| Work instructions |
Repeat the lines beginning at the one with "locate: black polka" and running to the end of the material, keeping the first and last of them, exactly as they appear.

| Data in this exercise |
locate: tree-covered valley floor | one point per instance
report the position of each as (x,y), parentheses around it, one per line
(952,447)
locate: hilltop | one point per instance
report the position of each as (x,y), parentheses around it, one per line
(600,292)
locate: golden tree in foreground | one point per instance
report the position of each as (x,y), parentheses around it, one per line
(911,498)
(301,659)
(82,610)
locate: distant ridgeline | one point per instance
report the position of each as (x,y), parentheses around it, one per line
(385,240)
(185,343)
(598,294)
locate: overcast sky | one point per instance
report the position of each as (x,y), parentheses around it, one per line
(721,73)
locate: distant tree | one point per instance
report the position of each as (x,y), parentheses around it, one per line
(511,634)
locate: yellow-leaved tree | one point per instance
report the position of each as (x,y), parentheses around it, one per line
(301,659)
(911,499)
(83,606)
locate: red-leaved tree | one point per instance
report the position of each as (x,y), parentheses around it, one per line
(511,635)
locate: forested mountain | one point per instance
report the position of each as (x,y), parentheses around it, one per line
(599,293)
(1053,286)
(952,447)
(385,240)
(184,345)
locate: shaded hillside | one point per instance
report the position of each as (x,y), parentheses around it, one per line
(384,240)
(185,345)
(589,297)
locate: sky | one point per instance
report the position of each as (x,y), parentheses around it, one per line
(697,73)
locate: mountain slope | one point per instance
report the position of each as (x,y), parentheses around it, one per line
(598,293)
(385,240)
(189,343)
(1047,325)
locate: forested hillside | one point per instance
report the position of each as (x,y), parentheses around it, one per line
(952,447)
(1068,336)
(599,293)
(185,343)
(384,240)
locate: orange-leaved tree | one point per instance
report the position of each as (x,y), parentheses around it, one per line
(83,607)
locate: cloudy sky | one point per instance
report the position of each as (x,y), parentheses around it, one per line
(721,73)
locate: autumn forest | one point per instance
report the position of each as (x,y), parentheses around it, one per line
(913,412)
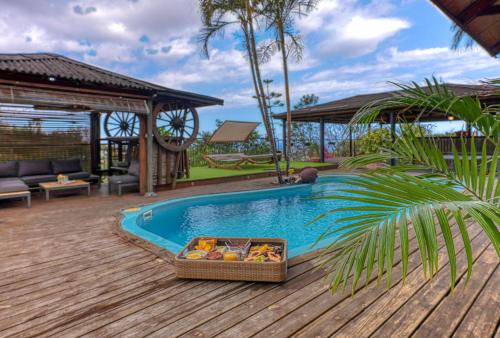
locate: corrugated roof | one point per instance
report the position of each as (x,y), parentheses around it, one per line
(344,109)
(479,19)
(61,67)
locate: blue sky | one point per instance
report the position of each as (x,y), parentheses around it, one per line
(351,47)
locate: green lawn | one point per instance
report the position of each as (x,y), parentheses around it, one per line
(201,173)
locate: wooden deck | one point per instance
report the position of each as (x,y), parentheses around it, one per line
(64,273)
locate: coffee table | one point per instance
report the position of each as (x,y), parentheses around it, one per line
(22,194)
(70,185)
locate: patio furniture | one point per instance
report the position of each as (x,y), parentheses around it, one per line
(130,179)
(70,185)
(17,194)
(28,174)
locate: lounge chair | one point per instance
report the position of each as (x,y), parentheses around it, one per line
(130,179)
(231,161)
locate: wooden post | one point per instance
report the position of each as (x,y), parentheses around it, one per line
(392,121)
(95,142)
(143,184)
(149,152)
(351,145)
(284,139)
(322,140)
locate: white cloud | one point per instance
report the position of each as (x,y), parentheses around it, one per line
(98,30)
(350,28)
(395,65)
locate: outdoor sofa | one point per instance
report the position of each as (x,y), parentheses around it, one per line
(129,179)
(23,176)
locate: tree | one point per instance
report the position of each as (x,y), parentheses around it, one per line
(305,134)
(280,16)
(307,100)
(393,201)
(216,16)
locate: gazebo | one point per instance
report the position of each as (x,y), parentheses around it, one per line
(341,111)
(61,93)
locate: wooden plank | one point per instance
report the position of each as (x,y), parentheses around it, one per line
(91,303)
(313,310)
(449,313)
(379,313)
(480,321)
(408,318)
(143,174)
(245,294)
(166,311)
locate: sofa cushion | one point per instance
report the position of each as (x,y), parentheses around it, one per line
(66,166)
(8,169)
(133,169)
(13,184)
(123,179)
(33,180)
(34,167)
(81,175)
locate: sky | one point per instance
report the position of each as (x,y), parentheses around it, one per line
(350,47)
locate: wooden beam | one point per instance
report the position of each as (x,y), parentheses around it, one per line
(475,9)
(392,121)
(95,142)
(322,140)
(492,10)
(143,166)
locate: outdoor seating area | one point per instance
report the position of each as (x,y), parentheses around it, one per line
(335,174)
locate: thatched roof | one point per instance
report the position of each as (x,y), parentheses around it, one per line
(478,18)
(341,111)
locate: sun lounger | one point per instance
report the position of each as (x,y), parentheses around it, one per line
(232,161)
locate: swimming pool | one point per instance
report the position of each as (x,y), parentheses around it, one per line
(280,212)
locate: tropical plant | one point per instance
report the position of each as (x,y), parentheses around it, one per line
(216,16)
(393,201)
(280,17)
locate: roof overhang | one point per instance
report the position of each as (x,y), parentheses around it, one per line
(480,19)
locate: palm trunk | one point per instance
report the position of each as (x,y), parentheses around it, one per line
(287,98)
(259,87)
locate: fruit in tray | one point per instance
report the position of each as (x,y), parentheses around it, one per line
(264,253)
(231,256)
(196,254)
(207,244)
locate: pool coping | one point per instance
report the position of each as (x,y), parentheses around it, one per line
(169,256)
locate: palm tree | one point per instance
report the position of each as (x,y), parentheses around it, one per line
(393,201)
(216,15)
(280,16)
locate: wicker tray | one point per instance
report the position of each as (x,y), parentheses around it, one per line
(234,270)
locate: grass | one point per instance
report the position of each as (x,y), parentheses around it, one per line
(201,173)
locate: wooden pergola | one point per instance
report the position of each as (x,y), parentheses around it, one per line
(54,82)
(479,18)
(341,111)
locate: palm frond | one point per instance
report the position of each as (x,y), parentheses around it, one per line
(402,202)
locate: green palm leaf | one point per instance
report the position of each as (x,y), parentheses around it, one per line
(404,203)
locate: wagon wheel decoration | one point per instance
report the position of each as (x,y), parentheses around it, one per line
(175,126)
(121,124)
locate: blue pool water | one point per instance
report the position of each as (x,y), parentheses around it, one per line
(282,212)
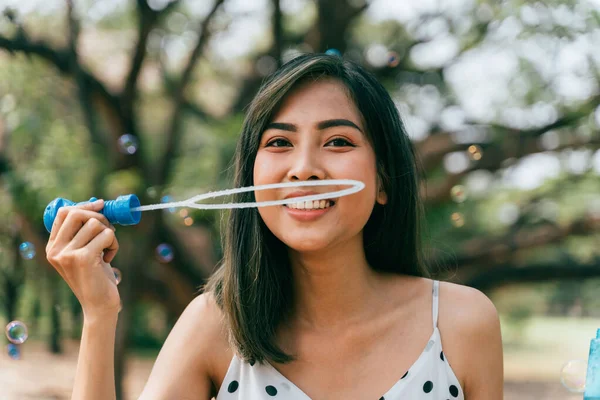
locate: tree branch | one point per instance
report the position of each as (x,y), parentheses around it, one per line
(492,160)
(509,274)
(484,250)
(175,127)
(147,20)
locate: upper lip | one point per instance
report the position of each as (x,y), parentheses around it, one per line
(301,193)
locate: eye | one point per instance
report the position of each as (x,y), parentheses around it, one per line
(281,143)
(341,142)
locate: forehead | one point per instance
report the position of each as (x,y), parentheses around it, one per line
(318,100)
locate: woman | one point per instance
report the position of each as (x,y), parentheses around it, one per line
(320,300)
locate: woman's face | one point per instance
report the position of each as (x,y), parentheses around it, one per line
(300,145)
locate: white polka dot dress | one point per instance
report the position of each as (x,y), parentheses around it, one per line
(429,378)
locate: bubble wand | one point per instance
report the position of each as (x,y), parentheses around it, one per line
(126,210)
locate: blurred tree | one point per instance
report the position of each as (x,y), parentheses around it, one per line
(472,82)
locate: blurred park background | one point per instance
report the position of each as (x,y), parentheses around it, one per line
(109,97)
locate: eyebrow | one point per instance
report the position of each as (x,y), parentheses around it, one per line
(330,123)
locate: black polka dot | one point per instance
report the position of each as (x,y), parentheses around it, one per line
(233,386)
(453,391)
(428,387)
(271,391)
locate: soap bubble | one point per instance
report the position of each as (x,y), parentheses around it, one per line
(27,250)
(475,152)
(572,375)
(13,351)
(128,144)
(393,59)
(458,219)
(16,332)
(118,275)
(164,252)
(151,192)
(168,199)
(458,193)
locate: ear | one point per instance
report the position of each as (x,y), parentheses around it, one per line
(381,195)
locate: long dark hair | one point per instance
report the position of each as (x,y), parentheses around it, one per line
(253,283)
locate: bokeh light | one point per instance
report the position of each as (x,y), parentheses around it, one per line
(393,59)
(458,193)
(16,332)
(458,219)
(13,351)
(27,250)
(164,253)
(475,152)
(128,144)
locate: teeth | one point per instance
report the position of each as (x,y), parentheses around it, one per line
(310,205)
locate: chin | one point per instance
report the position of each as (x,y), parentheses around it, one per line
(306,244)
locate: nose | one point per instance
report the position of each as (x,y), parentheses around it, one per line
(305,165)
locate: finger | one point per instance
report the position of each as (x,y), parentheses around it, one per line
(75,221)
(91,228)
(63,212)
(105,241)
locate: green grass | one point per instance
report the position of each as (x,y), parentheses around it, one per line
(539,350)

| Written reply |
locate: black polka dot | one point per instance
report the position of each as (x,y), parentheses around it, one per line
(233,386)
(453,391)
(428,387)
(271,391)
locate: soap bubble | one point per instance
report the position of each as (x,y), parentheses around it, one per line
(27,250)
(475,152)
(572,375)
(13,351)
(128,144)
(393,59)
(458,219)
(16,332)
(118,275)
(164,252)
(151,192)
(168,199)
(458,193)
locate: ear | one point per instance
report the position of each as (x,y), parentheses around it, one per line
(381,195)
locate: long dark hair | one point per instance
report the position of each as (x,y), parentheses around it, one per line
(253,283)
locate: bokeh light | one point per instance
report the position of each as (x,y), parentheses around it, one per line
(393,59)
(458,193)
(16,332)
(458,219)
(13,351)
(27,250)
(164,253)
(475,152)
(128,144)
locate: teeth | one point per instance
report the position of each as (x,y), parentheses around it, one per line
(310,205)
locate: chin | one point per instance
report the position of each as (x,y), parentheses around it, one per line
(306,244)
locate: nose | one point per instance
report the position of each as (x,y), parentheses around it, one per line
(305,165)
locate: finger | one point per instance
report the position of each as (x,y), parentheses around it, one per line
(75,221)
(91,228)
(63,212)
(105,241)
locate: green grass | one point per instance
report the position of each as (x,y), parentheses around it, one per line
(539,350)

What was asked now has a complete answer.